:: Provided data ::

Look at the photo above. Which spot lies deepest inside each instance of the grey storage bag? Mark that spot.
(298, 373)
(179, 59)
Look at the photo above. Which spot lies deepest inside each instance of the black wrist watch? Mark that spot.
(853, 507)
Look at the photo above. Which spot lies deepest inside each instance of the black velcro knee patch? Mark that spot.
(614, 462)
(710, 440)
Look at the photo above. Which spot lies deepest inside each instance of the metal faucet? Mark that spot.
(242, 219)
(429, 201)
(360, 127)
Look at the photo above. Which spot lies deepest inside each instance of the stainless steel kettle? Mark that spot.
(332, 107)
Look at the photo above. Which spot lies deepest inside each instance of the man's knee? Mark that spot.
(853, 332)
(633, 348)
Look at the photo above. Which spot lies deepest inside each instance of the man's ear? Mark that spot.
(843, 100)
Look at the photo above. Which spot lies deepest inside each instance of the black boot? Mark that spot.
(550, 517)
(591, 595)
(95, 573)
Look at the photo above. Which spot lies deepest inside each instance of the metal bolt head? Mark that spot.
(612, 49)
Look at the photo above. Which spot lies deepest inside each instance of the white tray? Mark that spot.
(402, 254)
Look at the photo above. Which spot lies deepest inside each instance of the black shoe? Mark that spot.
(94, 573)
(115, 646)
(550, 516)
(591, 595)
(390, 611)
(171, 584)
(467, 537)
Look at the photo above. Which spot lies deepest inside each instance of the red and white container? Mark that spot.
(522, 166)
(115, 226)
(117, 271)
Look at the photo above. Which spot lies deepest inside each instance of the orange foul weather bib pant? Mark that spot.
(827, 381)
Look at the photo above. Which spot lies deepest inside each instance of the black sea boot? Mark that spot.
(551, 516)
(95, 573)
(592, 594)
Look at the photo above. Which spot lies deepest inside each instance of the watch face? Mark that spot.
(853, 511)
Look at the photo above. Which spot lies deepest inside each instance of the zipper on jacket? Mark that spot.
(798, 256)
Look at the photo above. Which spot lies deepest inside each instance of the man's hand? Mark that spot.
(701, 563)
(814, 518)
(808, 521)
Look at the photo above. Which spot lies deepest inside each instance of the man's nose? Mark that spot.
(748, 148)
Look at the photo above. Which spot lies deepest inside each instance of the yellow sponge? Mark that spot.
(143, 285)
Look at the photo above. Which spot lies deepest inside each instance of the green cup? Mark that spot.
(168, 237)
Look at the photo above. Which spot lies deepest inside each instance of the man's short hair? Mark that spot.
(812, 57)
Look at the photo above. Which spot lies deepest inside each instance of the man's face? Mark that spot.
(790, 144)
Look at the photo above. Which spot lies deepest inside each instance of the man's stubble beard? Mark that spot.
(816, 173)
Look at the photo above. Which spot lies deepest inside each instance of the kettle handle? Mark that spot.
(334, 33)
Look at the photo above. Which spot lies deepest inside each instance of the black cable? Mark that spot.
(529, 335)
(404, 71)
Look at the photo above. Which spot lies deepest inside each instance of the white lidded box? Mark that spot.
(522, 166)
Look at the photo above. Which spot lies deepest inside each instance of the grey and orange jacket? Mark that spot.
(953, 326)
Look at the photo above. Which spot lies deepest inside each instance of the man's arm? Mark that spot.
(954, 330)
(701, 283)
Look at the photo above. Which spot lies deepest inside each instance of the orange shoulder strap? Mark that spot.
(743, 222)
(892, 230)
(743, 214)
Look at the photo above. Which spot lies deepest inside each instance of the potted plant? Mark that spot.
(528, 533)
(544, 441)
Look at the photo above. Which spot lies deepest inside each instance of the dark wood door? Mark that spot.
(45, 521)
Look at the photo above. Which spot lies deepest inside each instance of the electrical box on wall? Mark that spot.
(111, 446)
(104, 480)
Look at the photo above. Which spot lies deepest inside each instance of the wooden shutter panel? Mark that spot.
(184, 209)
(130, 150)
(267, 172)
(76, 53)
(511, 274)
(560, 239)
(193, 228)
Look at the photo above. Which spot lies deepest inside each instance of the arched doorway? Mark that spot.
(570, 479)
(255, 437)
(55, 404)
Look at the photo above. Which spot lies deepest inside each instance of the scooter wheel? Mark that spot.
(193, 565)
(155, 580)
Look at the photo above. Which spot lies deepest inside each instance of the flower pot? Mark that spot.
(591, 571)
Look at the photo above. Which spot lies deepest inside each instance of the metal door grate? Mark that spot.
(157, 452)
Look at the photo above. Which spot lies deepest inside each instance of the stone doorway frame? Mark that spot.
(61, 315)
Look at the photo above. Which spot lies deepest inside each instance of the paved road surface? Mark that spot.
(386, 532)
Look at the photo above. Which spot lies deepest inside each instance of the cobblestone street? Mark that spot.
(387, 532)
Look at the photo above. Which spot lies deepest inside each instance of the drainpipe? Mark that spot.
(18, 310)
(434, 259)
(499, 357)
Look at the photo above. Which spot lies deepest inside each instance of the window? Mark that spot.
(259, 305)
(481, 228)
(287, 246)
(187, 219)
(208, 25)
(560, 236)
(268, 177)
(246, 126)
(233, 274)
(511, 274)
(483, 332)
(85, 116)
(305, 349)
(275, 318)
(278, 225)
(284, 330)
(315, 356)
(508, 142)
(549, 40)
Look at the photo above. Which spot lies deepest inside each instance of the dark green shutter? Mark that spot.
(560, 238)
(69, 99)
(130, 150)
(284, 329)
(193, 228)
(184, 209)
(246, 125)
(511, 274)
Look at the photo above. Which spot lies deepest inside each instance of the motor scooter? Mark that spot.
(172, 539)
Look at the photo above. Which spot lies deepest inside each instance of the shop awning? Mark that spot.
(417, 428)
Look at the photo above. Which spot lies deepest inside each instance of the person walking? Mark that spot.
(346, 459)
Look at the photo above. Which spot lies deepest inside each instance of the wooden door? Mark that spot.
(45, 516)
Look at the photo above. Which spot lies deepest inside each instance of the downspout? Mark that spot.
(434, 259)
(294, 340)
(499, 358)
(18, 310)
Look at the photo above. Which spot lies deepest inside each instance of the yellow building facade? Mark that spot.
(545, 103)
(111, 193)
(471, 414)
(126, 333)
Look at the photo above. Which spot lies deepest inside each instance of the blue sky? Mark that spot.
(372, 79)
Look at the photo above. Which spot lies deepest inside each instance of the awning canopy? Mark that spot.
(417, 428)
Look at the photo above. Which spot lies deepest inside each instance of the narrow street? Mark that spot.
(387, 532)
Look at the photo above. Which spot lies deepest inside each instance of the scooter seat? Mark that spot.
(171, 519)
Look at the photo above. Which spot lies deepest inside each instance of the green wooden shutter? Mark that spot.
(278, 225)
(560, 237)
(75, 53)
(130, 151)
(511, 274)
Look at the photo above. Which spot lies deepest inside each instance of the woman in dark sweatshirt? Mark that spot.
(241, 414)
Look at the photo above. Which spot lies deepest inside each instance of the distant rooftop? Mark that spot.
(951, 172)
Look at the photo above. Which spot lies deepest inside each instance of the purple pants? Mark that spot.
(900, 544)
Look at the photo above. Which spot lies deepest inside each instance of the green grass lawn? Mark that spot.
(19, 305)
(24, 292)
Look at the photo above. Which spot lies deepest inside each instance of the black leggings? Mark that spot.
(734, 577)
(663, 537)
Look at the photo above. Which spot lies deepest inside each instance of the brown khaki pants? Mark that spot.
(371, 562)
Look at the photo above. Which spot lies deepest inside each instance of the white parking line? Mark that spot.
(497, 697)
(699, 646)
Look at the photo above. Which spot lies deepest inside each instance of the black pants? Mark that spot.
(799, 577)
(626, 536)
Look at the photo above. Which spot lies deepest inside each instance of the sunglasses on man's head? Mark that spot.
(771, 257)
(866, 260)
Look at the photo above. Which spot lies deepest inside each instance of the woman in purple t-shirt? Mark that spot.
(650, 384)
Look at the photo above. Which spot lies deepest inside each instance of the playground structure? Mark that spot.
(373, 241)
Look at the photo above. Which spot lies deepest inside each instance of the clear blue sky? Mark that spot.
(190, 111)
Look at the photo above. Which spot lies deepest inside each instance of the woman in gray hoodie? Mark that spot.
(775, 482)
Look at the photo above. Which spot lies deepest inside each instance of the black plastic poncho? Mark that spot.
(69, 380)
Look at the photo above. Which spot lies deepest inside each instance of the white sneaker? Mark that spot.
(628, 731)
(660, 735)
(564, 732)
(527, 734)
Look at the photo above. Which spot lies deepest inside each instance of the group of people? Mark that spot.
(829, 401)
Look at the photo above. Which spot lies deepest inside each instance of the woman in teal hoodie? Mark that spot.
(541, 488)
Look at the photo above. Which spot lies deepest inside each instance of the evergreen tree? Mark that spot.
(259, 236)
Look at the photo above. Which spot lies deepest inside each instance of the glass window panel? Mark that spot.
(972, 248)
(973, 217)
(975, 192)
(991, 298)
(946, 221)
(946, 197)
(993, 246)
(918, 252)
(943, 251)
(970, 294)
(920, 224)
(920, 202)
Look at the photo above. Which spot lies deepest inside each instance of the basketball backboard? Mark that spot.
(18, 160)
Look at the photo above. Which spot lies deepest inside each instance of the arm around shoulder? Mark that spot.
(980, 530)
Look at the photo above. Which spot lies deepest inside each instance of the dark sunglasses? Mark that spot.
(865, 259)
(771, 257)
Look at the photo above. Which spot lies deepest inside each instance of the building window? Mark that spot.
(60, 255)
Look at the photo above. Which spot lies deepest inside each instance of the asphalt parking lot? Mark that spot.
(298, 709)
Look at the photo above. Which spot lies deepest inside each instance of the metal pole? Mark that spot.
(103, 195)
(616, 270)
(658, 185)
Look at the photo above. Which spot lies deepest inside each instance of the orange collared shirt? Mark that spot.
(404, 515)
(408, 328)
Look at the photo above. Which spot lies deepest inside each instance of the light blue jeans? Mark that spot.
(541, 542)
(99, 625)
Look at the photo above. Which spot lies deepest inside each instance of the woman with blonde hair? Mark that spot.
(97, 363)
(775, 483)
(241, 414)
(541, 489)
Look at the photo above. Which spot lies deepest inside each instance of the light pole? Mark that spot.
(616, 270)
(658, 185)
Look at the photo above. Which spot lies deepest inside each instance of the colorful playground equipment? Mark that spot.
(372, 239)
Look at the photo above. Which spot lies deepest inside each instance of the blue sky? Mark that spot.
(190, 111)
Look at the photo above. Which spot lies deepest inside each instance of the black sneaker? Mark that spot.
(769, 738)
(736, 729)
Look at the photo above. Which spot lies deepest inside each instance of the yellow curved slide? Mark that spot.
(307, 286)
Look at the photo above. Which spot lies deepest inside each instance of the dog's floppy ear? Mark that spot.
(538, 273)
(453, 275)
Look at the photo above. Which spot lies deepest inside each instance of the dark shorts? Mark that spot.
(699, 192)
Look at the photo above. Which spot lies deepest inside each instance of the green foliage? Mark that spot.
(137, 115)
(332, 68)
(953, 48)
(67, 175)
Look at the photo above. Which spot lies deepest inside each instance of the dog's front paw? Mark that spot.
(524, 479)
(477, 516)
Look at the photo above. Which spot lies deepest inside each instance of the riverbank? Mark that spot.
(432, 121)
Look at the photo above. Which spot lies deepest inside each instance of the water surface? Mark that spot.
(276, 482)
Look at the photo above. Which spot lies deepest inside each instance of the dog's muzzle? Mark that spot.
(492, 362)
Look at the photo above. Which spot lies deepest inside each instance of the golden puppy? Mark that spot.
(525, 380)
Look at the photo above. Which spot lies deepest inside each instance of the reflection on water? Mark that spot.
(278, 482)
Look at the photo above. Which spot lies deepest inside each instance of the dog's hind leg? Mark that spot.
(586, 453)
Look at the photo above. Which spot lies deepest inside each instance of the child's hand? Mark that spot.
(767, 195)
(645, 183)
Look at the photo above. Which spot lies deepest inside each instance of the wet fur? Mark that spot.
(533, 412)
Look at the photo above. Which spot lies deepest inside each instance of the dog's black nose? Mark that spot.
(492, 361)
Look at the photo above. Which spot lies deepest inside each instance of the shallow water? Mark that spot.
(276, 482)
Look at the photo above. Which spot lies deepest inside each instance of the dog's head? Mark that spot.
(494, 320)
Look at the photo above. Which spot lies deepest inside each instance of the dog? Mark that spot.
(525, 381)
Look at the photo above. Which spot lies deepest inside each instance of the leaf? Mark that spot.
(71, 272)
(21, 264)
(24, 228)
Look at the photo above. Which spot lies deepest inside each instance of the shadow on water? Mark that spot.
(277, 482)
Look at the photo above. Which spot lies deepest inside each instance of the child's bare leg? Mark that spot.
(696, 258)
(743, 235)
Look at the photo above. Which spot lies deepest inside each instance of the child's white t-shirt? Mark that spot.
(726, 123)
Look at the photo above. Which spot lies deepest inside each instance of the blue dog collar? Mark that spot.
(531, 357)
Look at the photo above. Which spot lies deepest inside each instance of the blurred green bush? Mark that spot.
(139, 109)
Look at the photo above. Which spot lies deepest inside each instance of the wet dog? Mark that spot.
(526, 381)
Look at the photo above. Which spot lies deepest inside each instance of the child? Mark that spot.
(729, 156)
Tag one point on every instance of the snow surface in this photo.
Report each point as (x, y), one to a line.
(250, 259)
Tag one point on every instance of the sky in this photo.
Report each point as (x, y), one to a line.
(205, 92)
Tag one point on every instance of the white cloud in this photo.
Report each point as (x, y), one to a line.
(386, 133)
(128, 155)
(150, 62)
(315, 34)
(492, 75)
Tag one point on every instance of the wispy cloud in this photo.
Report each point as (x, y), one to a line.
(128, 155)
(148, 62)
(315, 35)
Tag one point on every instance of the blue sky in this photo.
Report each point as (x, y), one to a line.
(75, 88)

:::

### Request
Render as a numbered list the lines of the material from the line containing "Tag one point on every instance of the wispy" through the final line, leaving out any blank lines.

### Solution to the exercise
1. Tag one point on every instance of the wispy cloud in this photo.
2. Report each point as (x, y), one to a line.
3. (128, 155)
4. (148, 62)
5. (315, 35)
6. Tag one point on every instance of the blue sky in this photo.
7. Report each point as (x, y), one to a line.
8. (75, 88)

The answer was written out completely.